- _DOCUMENT TEXT_:
* start *

Or you could just use a resistor.
You say your problem is reliability? Then let me tell you about the most reliable electrical component ever made: the resistor. They're the only component that can, albeit unreliably, continue to function even after catching fire. Heck, I've seen those beefy sandstone power resistors explode a little and still work, at least until they explode a lot.
But I digress.
Just put some resistors between the 12V buck-boost converter and your 7805. You can parallel several if you like to really spread out the dissipation and give yourself lots of head room. This will be the most reliable, simple, and inexpensive solution.
And, as a bonus, you will almost certainly get better ripple reduction than cascading an additional 780x (7809 in your case).
The 780x series regulators are fairly slow. They have ~60-70dBV of ripple rejection but only if that ripple is 120Hz. I don't know what frequency your dc/dc converter is operating at, but it is almost certainly 100kHz or more, and will have switching harmonics into the MHz. Those will shoot through a slow linear regulator like the 7809 like a bullet shoots through air.
Ok, it's not quite that bad, but I would be surprised if you got more than 40dBV of rejection at 100kHz, and if your buck-boost converter is faster, it could be 20dBV or even worse.

* end *

- _COLLECTED DATA_:
* start *

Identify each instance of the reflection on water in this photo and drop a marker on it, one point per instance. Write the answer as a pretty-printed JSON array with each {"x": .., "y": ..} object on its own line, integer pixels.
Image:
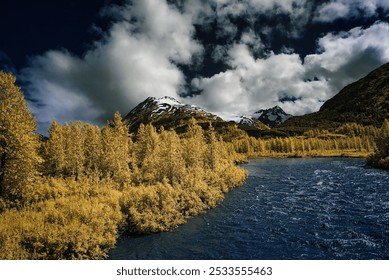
[{"x": 321, "y": 208}]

* end *

- _WORK TO COMPLETE_:
A - From the text on resistors and the 7805 regulator, quote the part that opens with the words containing "Just put some" and closes with "in your case).".
B - According to the text on resistors and the 7805 regulator, how much ripple rejection do the 780x series regulators have, and at what ripple frequency?
C - Summarize the text on resistors and the 7805 regulator in two sentences.

- _ANSWERS BY TASK_:
A -
Just put some resistors between the 12V buck-boost converter and your 7805. You can parallel several if you like to really spread out the dissipation and give yourself lots of head room. This will be the most reliable, simple, and inexpensive solution.
And, as a bonus, you will almost certainly get better ripple reduction than cascading an additional 780x (7809 in your case).

B - About 60–70 dBV, but only for ripple at 120Hz.

C - The text recommends placing resistors between the 12V buck-boost converter and the 7805, possibly several in parallel to spread out dissipation, as the most reliable, simple, and inexpensive solution. It adds that this will almost certainly reduce ripple better than cascading a 7809, because 780x regulators are slow and reach their 60–70 dBV rejection only for 120Hz ripple, whereas the converter likely switches at 100kHz or more.